■ **Work instruction**: The answer should hold only the lines from the beginning of the listing below to the line containing "Shelf-audit tagging: put a marker on every instance of the tweed", both included, with every picture left out.

■ **Input records**:
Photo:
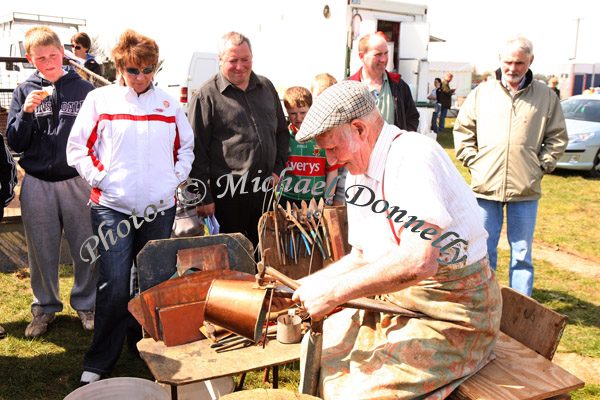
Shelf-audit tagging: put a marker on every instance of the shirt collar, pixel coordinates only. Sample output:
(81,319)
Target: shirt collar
(507,86)
(130,92)
(223,83)
(379,154)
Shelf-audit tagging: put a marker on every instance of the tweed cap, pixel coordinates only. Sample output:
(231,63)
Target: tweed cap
(337,105)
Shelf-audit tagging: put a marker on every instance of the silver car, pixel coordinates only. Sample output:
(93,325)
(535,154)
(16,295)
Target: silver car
(582,115)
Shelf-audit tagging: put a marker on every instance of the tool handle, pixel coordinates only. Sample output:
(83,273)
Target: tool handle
(359,304)
(289,282)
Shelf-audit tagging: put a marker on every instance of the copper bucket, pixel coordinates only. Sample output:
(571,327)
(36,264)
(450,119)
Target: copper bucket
(237,306)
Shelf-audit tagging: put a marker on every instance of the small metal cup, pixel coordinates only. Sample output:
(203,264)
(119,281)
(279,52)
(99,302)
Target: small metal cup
(289,328)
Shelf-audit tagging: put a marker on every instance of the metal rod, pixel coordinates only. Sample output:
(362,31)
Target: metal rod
(359,304)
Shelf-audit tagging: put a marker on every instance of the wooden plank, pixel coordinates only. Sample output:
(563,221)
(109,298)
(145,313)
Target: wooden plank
(267,394)
(517,373)
(196,361)
(205,258)
(532,324)
(181,323)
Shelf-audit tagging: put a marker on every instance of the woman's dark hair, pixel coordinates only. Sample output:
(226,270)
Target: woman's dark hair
(134,49)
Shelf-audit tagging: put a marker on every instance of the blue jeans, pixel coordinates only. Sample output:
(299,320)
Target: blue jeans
(443,113)
(520,225)
(120,242)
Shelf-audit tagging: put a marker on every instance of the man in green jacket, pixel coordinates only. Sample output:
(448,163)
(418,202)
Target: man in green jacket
(509,133)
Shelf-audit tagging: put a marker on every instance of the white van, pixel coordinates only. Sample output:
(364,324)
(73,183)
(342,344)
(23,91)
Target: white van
(181,79)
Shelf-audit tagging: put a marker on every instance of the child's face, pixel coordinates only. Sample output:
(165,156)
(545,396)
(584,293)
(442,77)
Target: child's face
(48,61)
(297,115)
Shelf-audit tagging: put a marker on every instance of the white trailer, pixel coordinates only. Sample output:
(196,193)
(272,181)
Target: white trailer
(297,40)
(293,41)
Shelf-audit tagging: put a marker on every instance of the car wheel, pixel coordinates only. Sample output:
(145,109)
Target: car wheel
(595,171)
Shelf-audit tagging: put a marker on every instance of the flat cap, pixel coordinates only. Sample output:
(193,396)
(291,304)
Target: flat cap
(337,105)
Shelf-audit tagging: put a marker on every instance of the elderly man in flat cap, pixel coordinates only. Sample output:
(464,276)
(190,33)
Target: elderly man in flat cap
(417,241)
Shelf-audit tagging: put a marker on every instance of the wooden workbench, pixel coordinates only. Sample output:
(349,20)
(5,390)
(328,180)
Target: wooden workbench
(196,361)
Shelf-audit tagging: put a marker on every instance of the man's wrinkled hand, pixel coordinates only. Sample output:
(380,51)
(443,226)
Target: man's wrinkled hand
(316,296)
(206,210)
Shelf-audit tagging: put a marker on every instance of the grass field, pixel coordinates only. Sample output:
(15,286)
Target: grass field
(49,367)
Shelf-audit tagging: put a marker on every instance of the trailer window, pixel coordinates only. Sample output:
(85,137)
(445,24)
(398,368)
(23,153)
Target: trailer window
(584,110)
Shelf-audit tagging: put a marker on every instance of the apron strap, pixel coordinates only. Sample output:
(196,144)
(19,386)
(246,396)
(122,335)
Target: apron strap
(387,213)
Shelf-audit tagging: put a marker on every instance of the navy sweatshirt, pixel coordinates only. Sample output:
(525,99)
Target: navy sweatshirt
(42,135)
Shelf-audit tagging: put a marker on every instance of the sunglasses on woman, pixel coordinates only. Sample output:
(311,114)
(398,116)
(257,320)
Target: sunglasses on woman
(136,71)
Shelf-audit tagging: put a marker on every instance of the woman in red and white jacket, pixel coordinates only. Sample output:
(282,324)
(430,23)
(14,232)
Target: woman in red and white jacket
(133,144)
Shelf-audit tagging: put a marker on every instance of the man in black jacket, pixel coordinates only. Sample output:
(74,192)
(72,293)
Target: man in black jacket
(241,139)
(53,195)
(392,94)
(445,99)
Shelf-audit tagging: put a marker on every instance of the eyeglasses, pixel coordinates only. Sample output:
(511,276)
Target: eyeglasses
(136,71)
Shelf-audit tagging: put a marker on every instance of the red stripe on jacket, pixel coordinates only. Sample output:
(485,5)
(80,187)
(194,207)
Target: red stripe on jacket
(130,117)
(90,144)
(95,195)
(176,145)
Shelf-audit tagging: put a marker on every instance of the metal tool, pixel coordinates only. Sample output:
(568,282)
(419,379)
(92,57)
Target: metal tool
(308,217)
(318,215)
(290,217)
(281,261)
(359,304)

■ **Response area**:
Photo:
Shelf-audit tagging: put a marker on every instance of the shirt collar, pixel coordinates only. Sample output:
(81,319)
Target: shirt collar
(507,86)
(130,92)
(223,83)
(379,154)
Shelf-audit tagging: put a marker on every instance of the tweed cap, pixel coordinates only. Sample output:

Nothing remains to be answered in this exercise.